[Given instruction]: Copy out the records below word for word.

(Excerpts from a dataset on pointing at objects)
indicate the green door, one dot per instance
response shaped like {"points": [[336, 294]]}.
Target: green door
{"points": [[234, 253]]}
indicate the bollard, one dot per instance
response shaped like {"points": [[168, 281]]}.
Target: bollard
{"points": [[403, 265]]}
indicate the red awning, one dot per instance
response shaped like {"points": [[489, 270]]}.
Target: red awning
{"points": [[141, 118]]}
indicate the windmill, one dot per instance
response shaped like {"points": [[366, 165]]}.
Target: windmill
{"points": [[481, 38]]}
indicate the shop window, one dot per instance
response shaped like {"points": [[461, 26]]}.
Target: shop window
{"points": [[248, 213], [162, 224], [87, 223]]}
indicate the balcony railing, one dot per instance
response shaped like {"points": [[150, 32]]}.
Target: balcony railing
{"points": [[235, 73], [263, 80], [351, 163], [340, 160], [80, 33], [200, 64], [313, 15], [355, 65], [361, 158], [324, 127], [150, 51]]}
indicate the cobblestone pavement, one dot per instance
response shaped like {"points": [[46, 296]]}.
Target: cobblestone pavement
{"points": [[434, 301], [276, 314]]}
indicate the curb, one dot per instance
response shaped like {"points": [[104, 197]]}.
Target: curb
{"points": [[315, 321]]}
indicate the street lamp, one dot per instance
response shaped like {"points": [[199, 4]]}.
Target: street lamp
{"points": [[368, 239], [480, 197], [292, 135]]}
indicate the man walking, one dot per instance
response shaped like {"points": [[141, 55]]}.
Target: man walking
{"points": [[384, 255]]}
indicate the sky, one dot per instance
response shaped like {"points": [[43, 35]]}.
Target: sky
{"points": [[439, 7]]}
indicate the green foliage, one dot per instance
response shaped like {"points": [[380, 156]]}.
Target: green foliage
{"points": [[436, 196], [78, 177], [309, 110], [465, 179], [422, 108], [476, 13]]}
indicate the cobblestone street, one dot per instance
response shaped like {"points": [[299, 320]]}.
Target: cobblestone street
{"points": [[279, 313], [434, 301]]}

[Task solution]:
indicate the green door, one dot per instance
response shaped like {"points": [[336, 294]]}.
Target: green door
{"points": [[234, 253]]}
indicate the bollard, one dot per instance
response shaped like {"points": [[168, 281]]}.
Target: bollard
{"points": [[403, 265]]}
indicate the red awning, one dot per instance
response shaped like {"points": [[489, 270]]}.
Target: red awning
{"points": [[141, 118]]}
indicate the windmill, one dot per instance
response shaped like {"points": [[366, 165]]}.
Target: windmill
{"points": [[481, 38]]}
indicate the shop window, one dot per instance
response shaped like {"points": [[461, 26]]}.
Target: shop window
{"points": [[248, 213], [162, 224], [87, 223]]}
indicate the balcony railing, one dot per instance
response shaped like {"points": [[150, 32]]}.
Target: balcony railing
{"points": [[235, 73], [263, 80], [351, 163], [340, 160], [80, 33], [200, 64], [313, 15], [355, 65], [361, 158], [324, 127], [150, 51]]}
indicate the cobblestone pavement, one dot per instance
response shaped like {"points": [[46, 296]]}.
Target: cobblestone pavement
{"points": [[434, 301], [276, 314]]}
indicate the curb, one dot per instance
response shaped like {"points": [[104, 197]]}.
Target: curb
{"points": [[315, 321]]}
indicate the street lamp, one dot per instance
response shaped like {"points": [[199, 4]]}.
Target: street lamp
{"points": [[368, 239], [480, 197], [292, 135]]}
indicate the man walking, one dot per instance
response shaped like {"points": [[141, 55]]}.
Target: man walking
{"points": [[384, 255]]}
indicate the sky, one dot per instance
response shaped like {"points": [[43, 35]]}.
Target: sky
{"points": [[439, 7]]}
indicate the green foliage, one dot per instance
response shaped like {"points": [[380, 156]]}.
Target: green foliage
{"points": [[436, 196], [78, 177], [309, 110], [465, 179], [422, 108], [476, 13]]}
indicate the cobblestone street, one dot per instance
response shaped like {"points": [[299, 320]]}.
Target: cobblestone street
{"points": [[279, 313], [434, 301]]}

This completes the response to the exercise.